[Point labeling material]
·····
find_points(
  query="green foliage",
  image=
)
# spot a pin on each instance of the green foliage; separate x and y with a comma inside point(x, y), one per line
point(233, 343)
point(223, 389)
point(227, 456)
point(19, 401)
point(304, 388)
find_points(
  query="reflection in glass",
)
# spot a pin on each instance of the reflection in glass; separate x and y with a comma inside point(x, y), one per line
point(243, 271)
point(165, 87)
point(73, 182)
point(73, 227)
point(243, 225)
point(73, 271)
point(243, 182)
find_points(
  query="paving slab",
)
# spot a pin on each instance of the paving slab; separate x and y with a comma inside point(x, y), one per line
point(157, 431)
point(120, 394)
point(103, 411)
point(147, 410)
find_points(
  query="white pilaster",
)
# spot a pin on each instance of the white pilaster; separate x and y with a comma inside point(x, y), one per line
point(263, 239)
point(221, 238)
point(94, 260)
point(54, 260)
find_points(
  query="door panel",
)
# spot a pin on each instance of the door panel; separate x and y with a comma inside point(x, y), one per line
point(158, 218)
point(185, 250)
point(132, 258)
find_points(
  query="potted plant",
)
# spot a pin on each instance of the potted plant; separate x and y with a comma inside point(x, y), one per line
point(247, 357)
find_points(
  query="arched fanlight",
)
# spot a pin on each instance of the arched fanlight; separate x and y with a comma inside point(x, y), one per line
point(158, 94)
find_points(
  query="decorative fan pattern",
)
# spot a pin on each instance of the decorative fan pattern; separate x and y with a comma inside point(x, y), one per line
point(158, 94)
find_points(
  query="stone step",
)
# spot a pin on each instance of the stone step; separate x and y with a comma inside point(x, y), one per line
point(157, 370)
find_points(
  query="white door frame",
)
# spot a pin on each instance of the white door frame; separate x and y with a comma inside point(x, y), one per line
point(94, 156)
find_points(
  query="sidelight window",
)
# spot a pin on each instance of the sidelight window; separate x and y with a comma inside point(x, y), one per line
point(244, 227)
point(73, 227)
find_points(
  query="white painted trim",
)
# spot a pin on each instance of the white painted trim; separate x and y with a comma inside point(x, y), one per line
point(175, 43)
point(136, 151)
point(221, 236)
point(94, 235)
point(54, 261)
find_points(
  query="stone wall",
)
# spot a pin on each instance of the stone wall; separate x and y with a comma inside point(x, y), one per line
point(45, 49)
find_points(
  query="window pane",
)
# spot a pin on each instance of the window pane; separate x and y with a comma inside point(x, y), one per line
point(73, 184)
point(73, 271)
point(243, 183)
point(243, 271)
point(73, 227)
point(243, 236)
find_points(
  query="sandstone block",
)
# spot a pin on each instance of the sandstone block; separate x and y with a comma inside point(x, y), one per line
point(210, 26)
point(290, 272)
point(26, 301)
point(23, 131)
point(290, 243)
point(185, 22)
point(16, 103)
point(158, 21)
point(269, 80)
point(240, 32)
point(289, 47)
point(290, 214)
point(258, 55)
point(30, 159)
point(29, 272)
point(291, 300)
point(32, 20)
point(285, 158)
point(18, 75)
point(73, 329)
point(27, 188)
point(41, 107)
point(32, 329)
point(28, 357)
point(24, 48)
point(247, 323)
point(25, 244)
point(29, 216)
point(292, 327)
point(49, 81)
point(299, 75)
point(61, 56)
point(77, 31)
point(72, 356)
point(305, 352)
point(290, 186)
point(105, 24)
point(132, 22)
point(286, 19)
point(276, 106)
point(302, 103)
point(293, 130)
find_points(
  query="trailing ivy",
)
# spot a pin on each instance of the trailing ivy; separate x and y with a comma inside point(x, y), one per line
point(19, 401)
·····
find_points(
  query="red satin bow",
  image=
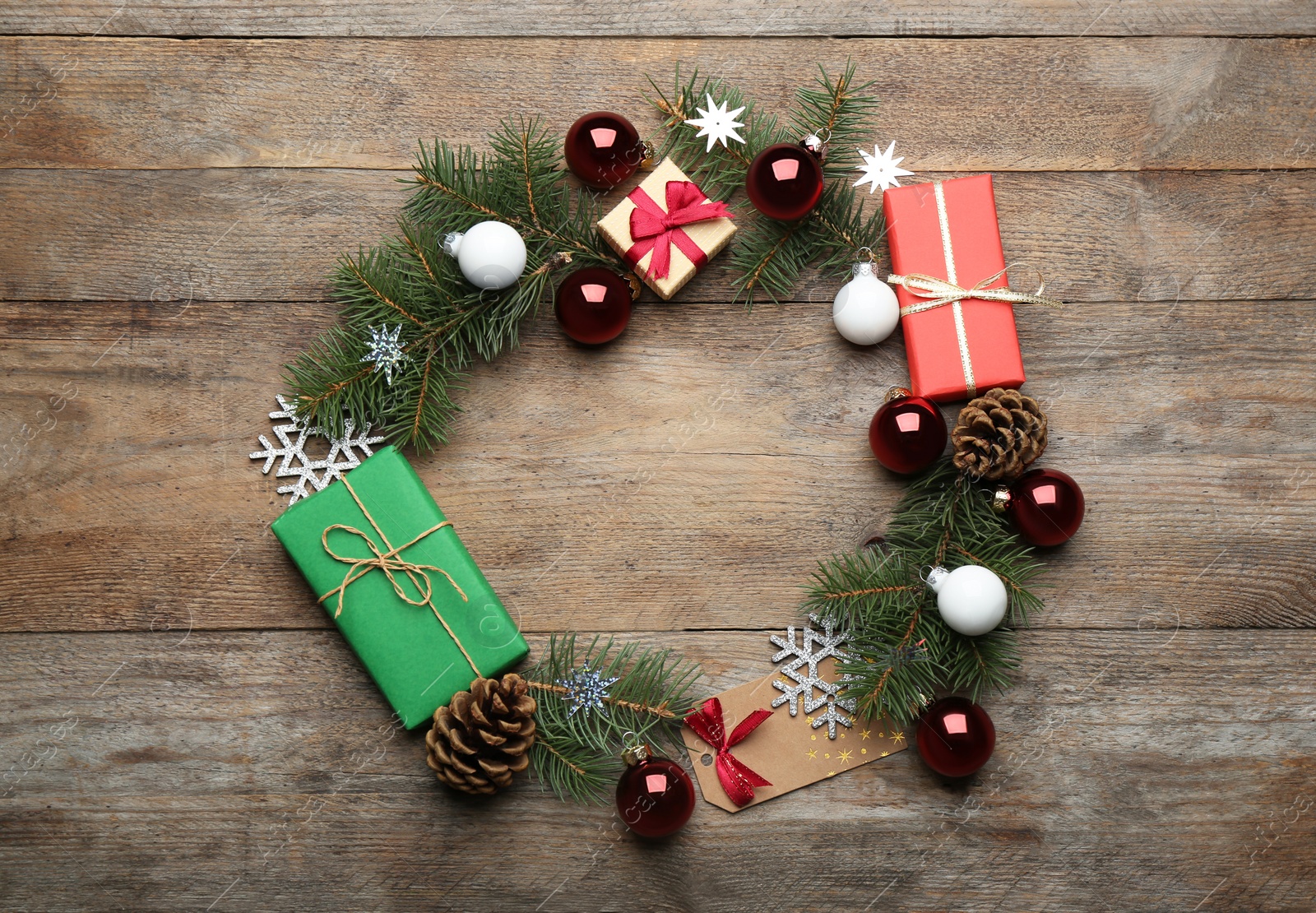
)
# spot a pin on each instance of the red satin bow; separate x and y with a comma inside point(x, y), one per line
·····
Report how many lines in the material contain the word "arched". Give only the number.

2